▶ Your instructions
Emit the line that holds "written like (272,390)." and all lines following it through the end of the data, verbatim, and nothing else.

Object pointing dataset rows:
:::

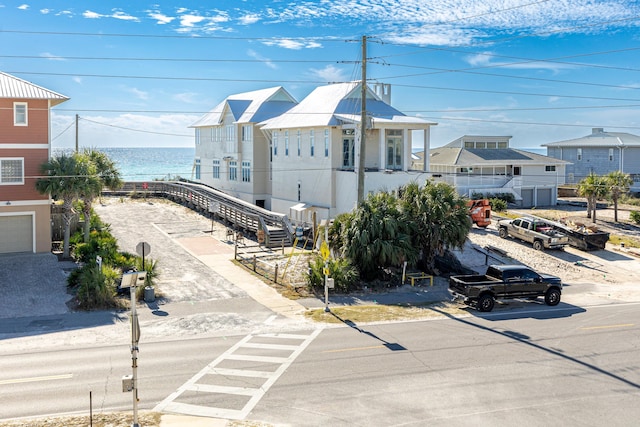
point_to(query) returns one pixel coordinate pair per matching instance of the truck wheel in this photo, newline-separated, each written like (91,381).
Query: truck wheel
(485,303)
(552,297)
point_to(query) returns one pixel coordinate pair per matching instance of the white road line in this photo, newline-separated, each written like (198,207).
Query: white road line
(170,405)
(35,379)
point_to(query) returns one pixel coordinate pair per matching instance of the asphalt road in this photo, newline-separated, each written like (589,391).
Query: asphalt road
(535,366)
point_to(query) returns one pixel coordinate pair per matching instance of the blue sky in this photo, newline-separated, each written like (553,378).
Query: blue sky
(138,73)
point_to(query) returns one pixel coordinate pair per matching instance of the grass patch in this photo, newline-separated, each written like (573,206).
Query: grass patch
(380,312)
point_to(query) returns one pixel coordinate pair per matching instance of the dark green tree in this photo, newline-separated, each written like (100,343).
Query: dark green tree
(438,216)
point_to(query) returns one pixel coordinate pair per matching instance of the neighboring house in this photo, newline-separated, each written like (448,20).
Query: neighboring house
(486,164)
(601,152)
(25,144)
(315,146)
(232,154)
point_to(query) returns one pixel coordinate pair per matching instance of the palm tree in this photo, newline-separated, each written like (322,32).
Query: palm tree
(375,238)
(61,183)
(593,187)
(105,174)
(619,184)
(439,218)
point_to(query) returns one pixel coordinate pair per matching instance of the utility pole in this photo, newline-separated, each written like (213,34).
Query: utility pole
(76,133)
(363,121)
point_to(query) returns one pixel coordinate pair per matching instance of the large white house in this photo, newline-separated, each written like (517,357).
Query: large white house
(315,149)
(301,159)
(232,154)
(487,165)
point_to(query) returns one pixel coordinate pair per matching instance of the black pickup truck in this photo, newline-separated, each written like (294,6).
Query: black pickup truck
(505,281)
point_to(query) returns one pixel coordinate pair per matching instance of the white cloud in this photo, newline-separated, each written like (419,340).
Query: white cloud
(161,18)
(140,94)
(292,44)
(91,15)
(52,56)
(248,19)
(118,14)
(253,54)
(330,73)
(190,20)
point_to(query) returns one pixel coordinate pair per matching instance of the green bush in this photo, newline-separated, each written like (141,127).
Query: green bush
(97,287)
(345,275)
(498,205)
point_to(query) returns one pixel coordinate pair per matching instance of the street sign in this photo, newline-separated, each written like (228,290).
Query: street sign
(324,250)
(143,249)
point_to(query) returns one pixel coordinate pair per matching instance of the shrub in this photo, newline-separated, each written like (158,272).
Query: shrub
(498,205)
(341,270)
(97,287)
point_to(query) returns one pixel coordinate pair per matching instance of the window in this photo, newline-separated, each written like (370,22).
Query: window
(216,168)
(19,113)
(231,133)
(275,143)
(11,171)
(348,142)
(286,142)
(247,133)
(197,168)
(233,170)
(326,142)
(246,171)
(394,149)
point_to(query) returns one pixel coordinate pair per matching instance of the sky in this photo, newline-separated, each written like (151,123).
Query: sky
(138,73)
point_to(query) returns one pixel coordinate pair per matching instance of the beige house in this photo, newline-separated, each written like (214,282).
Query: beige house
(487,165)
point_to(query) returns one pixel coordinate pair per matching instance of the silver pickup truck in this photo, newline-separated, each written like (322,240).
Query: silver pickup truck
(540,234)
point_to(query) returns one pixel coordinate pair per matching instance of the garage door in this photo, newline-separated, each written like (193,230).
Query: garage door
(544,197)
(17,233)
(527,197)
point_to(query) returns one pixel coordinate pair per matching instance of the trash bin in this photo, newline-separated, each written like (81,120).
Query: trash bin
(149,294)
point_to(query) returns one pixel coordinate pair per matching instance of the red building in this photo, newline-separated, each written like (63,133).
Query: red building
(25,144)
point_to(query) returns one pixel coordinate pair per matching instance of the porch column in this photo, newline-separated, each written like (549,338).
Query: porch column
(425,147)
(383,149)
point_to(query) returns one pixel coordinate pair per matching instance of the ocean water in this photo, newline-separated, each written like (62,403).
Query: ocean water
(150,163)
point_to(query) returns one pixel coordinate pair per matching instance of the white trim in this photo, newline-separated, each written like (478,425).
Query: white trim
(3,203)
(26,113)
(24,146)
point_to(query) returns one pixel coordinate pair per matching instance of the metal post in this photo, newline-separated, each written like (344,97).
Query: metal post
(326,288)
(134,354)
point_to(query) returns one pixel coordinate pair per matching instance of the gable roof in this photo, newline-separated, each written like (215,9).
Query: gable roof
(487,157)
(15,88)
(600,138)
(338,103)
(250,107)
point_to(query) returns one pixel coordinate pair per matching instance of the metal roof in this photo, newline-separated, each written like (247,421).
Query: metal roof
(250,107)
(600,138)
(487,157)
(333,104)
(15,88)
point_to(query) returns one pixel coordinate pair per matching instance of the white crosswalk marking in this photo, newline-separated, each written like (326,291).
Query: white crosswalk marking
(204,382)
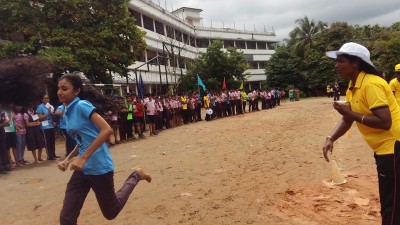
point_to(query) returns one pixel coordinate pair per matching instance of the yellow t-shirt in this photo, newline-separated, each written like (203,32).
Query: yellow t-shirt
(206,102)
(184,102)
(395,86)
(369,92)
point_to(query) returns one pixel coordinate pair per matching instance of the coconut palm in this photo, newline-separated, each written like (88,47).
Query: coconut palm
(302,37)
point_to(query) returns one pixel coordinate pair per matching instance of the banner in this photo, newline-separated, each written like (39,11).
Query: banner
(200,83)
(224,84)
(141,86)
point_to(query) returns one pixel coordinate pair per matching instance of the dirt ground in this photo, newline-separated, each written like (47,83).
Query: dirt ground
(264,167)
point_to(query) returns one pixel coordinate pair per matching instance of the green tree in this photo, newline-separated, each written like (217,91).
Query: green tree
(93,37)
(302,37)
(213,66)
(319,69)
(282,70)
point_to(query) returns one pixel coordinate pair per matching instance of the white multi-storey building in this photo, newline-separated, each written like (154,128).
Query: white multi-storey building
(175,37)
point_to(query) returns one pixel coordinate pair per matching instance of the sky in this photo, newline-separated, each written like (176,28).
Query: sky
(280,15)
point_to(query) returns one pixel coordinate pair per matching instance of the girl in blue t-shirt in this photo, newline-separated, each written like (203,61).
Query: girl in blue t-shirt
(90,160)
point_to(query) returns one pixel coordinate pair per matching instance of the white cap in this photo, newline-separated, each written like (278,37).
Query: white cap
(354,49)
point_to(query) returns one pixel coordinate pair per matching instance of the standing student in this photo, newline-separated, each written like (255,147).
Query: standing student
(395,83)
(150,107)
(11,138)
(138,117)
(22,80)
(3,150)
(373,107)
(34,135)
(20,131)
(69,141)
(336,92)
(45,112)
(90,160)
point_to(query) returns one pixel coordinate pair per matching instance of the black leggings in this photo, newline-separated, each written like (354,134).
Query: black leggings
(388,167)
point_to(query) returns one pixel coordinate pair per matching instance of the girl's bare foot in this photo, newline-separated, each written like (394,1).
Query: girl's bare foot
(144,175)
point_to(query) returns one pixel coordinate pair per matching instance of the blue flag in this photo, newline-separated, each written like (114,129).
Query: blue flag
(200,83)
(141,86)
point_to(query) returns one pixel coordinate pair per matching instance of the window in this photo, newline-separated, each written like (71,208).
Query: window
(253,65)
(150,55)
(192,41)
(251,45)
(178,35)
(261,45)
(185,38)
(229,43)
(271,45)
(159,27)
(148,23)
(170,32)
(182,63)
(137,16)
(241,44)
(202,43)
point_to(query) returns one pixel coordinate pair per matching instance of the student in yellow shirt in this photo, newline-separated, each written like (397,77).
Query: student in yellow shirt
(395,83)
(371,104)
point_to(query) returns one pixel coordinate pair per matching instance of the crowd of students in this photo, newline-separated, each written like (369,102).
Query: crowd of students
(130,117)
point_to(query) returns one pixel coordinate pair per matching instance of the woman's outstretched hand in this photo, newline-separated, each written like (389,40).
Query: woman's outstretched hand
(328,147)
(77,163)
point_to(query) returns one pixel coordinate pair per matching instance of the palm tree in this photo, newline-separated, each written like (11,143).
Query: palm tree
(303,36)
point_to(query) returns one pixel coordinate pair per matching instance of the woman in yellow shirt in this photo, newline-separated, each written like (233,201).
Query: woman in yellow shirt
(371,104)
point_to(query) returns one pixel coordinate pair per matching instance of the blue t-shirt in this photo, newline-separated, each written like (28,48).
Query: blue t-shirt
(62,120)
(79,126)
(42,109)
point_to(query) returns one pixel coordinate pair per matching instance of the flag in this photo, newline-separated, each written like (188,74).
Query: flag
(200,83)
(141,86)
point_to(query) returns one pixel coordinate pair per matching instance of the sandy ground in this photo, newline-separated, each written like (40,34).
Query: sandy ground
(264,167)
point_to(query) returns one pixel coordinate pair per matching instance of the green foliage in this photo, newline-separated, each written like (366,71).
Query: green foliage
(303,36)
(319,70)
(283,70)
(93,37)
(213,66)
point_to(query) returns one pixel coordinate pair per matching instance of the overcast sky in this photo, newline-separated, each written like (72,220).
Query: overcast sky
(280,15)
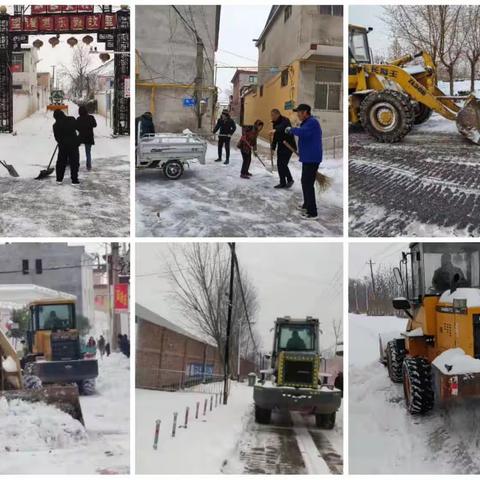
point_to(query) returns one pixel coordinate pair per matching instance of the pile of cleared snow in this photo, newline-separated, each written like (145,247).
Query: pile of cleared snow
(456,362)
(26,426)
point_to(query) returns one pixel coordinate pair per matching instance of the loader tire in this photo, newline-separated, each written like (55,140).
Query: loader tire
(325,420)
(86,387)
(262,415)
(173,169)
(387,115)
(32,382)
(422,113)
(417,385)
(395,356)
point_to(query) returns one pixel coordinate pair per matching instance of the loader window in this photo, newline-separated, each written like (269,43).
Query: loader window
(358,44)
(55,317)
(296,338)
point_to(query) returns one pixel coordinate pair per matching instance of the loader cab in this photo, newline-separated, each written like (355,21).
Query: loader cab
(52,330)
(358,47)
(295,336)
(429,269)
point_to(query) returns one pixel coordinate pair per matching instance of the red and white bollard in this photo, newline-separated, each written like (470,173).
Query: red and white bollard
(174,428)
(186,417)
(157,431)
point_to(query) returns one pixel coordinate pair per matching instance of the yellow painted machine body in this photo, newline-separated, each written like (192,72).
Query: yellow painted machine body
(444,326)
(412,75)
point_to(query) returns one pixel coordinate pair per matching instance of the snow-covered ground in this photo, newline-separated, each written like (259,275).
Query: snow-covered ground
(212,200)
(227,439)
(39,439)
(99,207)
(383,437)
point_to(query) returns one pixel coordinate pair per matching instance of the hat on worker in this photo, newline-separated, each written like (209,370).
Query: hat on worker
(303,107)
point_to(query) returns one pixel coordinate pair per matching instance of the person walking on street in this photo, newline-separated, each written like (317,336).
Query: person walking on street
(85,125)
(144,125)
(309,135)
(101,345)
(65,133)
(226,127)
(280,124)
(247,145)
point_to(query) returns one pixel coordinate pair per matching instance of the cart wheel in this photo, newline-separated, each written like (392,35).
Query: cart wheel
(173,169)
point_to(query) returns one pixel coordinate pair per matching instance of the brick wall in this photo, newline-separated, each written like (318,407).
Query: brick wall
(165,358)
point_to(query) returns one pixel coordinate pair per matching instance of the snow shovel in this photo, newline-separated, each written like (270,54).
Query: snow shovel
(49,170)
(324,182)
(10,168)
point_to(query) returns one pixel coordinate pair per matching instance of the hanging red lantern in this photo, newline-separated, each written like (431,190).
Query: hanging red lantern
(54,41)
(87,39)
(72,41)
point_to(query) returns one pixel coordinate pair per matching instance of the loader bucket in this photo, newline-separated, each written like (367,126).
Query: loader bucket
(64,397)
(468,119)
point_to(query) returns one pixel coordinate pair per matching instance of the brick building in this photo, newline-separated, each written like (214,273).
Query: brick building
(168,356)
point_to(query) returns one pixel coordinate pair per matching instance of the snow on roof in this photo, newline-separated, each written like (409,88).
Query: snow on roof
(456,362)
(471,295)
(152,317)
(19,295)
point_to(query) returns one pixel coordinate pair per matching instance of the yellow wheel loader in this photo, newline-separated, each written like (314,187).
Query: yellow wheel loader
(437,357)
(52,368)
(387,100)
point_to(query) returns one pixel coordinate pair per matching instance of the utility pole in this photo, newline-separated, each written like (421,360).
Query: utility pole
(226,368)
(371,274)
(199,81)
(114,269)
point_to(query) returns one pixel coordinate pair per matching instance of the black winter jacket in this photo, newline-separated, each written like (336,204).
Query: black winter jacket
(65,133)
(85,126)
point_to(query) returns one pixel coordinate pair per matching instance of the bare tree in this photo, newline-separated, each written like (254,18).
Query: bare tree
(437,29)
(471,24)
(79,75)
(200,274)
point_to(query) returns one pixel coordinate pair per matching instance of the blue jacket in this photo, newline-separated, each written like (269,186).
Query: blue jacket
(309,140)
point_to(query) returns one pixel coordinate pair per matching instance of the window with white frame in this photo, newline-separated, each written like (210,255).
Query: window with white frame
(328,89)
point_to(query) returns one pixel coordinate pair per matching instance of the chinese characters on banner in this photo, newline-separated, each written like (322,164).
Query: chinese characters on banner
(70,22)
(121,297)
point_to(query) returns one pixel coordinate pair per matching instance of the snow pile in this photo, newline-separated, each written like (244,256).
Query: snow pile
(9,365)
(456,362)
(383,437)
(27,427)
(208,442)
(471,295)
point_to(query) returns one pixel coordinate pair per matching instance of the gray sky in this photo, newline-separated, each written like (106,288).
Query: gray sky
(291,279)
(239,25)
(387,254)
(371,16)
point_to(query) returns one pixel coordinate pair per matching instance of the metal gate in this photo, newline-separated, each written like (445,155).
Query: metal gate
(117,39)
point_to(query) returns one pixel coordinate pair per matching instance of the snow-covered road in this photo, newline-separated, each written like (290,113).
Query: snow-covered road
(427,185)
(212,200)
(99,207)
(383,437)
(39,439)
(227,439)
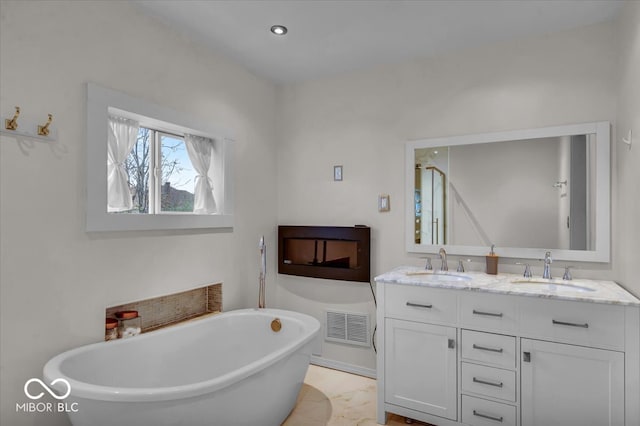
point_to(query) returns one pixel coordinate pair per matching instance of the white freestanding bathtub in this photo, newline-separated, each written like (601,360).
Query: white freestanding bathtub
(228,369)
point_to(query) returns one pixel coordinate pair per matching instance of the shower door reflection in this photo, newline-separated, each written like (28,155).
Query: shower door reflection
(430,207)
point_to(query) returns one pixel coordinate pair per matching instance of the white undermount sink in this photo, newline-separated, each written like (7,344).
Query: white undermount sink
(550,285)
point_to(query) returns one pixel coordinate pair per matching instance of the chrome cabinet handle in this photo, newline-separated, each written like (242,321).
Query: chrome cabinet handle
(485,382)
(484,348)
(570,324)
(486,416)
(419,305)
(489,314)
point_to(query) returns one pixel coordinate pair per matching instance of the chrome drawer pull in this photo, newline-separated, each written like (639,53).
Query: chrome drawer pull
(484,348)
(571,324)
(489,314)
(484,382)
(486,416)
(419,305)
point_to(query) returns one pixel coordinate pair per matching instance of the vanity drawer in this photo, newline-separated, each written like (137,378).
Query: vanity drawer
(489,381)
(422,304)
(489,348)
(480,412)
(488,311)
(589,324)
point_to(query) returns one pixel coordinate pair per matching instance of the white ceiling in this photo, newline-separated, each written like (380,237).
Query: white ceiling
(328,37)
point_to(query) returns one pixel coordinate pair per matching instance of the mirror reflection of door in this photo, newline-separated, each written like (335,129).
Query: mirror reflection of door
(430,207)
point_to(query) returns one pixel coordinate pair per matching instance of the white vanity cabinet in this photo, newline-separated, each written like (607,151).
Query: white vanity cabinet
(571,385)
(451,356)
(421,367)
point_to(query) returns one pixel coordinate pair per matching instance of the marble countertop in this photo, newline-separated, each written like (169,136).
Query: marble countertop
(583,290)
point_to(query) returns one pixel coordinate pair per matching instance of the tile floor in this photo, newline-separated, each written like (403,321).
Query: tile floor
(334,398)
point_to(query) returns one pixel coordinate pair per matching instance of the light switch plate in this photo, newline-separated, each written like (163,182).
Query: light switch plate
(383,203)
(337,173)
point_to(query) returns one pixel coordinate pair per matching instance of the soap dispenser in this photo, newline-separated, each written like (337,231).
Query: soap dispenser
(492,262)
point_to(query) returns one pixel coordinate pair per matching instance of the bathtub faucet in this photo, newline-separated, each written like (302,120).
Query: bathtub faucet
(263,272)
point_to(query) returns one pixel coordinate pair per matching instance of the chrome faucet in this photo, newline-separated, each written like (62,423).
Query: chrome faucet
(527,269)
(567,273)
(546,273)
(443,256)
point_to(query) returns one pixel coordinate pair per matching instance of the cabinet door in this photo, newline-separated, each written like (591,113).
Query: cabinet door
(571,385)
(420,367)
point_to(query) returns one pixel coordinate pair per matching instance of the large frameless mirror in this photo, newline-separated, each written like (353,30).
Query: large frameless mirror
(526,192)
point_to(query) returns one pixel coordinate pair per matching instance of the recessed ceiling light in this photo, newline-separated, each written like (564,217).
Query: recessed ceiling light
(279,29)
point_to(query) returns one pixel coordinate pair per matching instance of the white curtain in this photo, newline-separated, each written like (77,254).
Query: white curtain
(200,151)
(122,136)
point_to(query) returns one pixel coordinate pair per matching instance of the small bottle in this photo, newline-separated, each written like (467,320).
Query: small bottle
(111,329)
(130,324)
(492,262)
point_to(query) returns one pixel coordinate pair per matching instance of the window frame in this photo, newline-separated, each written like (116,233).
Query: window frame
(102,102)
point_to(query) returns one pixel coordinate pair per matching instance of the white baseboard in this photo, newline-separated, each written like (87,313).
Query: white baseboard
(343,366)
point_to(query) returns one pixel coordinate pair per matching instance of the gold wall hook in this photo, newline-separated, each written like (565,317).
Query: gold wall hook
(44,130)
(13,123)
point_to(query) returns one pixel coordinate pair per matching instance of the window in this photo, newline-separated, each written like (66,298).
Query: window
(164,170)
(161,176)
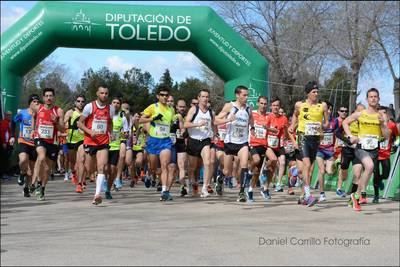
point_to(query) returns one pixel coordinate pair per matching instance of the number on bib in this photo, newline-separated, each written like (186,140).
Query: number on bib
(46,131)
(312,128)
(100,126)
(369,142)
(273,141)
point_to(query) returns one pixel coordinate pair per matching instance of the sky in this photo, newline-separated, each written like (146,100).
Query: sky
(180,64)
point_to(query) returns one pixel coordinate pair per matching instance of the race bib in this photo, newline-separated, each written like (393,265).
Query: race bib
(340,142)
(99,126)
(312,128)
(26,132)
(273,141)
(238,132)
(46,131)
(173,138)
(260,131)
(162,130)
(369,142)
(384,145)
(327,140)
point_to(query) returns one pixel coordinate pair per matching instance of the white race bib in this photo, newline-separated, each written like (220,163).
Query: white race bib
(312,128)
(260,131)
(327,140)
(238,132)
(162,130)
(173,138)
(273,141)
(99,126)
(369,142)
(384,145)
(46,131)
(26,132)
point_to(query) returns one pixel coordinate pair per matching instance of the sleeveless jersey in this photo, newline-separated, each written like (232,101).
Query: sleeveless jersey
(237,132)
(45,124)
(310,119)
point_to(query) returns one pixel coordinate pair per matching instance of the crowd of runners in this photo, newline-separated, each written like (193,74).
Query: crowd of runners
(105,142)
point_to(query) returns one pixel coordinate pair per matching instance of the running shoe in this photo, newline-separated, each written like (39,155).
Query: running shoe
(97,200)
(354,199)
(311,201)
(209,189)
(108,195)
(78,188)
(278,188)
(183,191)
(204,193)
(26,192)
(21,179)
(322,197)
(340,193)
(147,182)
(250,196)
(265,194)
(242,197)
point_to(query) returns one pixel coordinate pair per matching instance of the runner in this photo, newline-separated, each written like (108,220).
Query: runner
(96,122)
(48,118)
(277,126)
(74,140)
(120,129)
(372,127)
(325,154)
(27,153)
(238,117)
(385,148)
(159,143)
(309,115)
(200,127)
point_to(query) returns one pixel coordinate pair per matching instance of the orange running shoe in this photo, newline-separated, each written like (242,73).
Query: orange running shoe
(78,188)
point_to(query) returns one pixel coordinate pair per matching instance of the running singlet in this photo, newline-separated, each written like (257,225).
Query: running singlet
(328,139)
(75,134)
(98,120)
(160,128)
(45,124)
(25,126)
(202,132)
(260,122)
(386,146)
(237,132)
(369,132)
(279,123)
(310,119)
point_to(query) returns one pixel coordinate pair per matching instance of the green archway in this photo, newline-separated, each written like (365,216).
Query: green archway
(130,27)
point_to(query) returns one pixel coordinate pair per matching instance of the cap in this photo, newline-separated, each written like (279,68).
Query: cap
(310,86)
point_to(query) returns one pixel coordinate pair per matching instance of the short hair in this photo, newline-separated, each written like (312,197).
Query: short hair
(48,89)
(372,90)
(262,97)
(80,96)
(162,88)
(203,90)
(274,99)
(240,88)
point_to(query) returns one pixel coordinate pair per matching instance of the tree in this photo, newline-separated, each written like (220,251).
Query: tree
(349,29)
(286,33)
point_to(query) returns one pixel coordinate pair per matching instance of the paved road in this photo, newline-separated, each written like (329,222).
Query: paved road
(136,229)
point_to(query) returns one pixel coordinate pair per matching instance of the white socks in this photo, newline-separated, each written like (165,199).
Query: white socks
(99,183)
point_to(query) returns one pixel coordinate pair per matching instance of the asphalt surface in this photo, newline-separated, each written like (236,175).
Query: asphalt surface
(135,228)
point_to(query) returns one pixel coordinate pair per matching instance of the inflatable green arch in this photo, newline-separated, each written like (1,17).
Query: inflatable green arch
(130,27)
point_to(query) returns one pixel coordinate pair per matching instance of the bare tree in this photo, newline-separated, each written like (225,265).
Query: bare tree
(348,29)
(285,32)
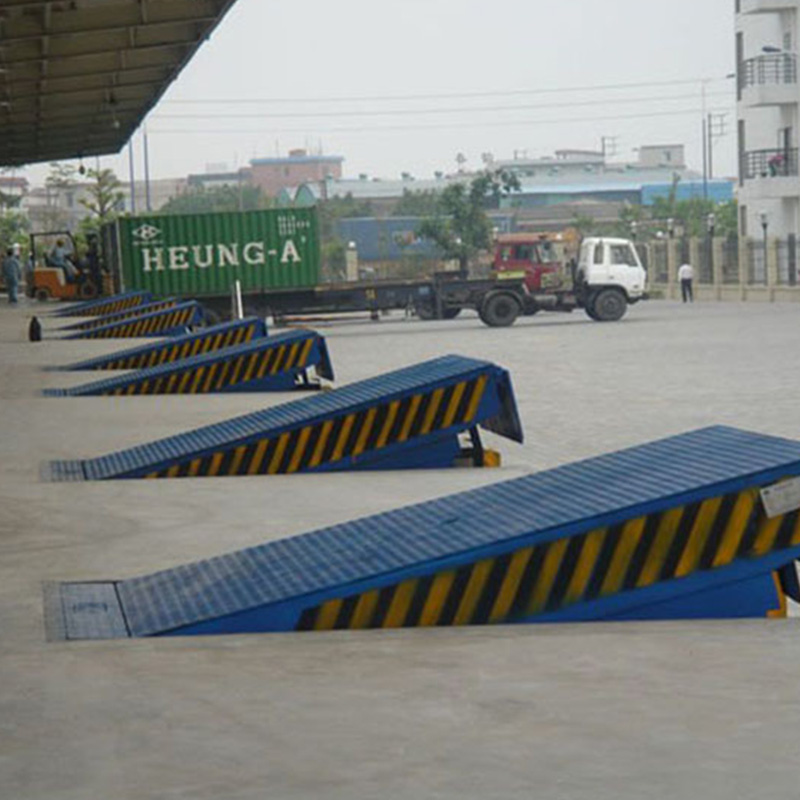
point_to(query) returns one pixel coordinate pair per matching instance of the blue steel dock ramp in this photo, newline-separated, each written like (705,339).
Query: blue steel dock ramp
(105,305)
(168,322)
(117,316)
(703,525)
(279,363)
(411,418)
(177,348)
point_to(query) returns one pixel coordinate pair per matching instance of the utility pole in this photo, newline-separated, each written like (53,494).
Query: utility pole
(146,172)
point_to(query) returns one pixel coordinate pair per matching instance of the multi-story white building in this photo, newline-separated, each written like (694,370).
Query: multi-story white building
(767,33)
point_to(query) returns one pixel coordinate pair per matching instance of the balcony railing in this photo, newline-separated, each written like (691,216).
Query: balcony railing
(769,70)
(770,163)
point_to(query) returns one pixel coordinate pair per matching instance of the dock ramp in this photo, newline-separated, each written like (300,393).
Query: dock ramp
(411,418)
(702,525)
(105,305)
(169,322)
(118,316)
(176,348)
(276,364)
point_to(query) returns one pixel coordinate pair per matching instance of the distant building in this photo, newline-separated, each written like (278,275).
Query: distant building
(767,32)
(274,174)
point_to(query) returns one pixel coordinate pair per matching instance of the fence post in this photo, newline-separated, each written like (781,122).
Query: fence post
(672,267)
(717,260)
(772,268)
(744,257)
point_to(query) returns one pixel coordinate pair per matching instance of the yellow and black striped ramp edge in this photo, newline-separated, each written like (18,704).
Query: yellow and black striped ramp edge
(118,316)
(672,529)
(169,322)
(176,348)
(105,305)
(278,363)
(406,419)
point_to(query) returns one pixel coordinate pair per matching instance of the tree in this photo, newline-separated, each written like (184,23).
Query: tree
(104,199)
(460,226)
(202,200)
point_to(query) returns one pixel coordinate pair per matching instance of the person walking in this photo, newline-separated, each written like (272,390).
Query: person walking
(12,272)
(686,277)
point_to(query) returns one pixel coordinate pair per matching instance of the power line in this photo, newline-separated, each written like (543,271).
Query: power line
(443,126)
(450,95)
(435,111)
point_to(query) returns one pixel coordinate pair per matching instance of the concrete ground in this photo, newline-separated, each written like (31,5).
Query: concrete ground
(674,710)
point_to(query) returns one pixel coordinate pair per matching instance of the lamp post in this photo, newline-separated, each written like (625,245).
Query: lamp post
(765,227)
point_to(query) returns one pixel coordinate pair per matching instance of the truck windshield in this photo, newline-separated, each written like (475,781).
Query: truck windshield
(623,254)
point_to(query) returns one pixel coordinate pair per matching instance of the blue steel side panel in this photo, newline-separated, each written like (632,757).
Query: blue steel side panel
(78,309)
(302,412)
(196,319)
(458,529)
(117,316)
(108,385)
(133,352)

:::

▶ Full answer
point_to(query) returns one pixel coordinate pair per matching instance of the person walking in this photo, newline-separated, each written like (272,390).
Query: person walking
(12,272)
(686,277)
point_to(query) returns one pixel coordinate pair per matching instance of the power line in this photo, newline-separated, each written like (543,271).
Query: power line
(443,126)
(450,95)
(435,111)
point_to(query) returns one pixel coordinate pair per matching instance of the concrete ground in this photo, newline-separated, each written like (31,5).
Query: concrete ground
(674,710)
point_to(query) returns one pixel coordinate pair per matching instance of the lamp post in this photo, newline-separated, each written like (625,245).
Query: lamp post
(765,227)
point_to(query) returns one pixel coordinate pair per matching instance of the truck windshield in this photo, newline-separated, each written like (475,781).
Query: truck windshield
(623,254)
point_to(query) returns one pixel coordinate pair per matching instance of the blue steel side panel in this photo, newline-separated, each written like (632,757).
Query: blue steel side panel
(78,309)
(302,412)
(196,319)
(458,529)
(117,316)
(108,385)
(133,352)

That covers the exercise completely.